#### [Data to process]
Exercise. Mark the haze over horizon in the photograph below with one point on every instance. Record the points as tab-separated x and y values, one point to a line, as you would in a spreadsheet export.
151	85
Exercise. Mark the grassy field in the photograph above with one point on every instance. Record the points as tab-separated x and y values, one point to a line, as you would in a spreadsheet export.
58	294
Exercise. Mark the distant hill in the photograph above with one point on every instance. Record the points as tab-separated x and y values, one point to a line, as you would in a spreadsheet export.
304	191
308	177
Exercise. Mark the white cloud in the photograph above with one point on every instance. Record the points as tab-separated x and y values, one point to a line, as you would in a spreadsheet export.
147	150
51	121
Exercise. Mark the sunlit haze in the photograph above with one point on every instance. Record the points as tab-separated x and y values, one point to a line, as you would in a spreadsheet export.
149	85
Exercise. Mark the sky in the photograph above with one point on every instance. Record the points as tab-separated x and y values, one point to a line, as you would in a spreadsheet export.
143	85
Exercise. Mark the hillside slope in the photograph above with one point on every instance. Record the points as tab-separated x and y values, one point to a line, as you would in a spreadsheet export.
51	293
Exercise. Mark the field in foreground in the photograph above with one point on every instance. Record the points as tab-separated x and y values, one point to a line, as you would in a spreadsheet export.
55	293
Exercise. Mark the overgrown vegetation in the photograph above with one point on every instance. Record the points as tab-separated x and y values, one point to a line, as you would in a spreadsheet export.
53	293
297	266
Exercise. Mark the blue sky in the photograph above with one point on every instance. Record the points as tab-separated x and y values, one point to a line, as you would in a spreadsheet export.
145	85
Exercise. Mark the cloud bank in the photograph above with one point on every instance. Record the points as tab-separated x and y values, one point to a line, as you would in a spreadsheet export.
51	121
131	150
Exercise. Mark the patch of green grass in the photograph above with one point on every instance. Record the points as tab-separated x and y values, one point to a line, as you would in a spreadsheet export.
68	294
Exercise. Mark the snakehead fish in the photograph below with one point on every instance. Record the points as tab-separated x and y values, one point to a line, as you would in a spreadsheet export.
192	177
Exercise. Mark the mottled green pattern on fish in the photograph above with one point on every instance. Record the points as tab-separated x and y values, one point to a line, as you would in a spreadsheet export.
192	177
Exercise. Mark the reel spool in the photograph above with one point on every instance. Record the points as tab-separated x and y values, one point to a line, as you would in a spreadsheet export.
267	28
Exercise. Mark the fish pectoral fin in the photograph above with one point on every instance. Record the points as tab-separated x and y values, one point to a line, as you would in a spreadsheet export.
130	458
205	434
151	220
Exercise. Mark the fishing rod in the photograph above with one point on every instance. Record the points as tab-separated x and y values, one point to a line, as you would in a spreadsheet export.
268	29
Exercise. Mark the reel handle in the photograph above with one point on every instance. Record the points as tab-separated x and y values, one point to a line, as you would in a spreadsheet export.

#### [Work required]
Every record must be transcribed precisely, down to the last character.

#### [Expected answer]
Exercise. Mark the haze over horizon in the photograph below with one point on every instance. Record the points as tab-separated x and y values, one point to a line, as you would in a spreadsheet export.
151	85
Exercise. Mark the grassy field in the photograph above with one point on every instance. Record the points as tab-separated x and y values, one point to a line, as you would in a spreadsheet export.
58	294
Exercise. Mark the distant hill in the photograph above with one point on every instance. Record the points as tab-separated x and y values, one point to a line, as you would in a spreadsheet export.
304	191
308	177
Exercise. Mark the white cloud in the photograph above with one point on every instance. Record the points as tab-separated x and y values, one point to a line, as you would in a spreadsheet export.
147	150
51	121
Exercise. Mark the sunlit haze in the photograph above with one point on every instance. Record the points as tab-separated x and y values, one point to a line, as you would in a spreadsheet export.
149	85
Exercise. Mark the sky in the photograph above with one point on every instance. Record the points as tab-separated x and y values, one point to a line, as you would in a spreadsheet export.
143	85
Exercise. Mark the hillside slope in the photograph above with one point on every instance. Record the points as tab-separated x and y values, one point to a line, as you would in a spreadsheet export.
51	293
Exercise. Mark the field in foreground in the photograph above with one point on every instance. Record the points as tab-separated x and y values, one point to a line, as you would in a spreadsheet export.
55	293
Exercise. Mark the overgrown vegetation in the photograph above with one point on every instance. Record the points as tab-separated x and y values, one point to a line, as you would in a spreadsheet export.
53	293
297	266
Exercise. Mark the blue sky in the photograph above with one point on every instance. Record the points as tab-separated x and y values, one point to a line, as you would in a spreadsheet export.
145	85
Exercise. Mark the cloud bank in the photograph above with one point on every instance. Record the points as tab-separated x and y values, one point to a line, as you would in a spreadsheet export.
51	121
131	150
Exercise. Mark the patch of green grass in the photograph above with one point on every instance. Record the points as tab-separated x and y values, one point to a line, as you would in a spreadsheet export.
68	294
Exercise. Mark the snakehead fish in the photograph below with one point on every instance. Record the points as tab-separated x and y values, one point to a line, as you would in a spreadsheet export.
192	177
Exercise. Mark the mottled green pattern on fish in the photograph above with one point on every instance. Record the points as tab-separated x and y values, one point to a line, as you would in a spreadsheet export.
192	177
Exercise. Mark the reel spool in the photograph above with one point on every instance. Record the points as tab-separated x and y values, one point to a line, as you would in a spreadsheet export.
267	28
Exercise. Mark the fish pectoral fin in the photograph above with one point on every instance. Record the points as tab-separated x and y values, one point to a line, as you would in a spreadsheet export.
130	458
205	434
151	220
Exercise. Mark the fishing rod in the photograph above with one point on every instance. Record the points as tab-separated x and y values, one point to a line, as you would in a spreadsheet export.
268	29
Exercise. Mark the reel handle in the photograph above with one point on every instance. Record the points as tab-separated x and y values, one point to a line, as you would in a spreadsheet export.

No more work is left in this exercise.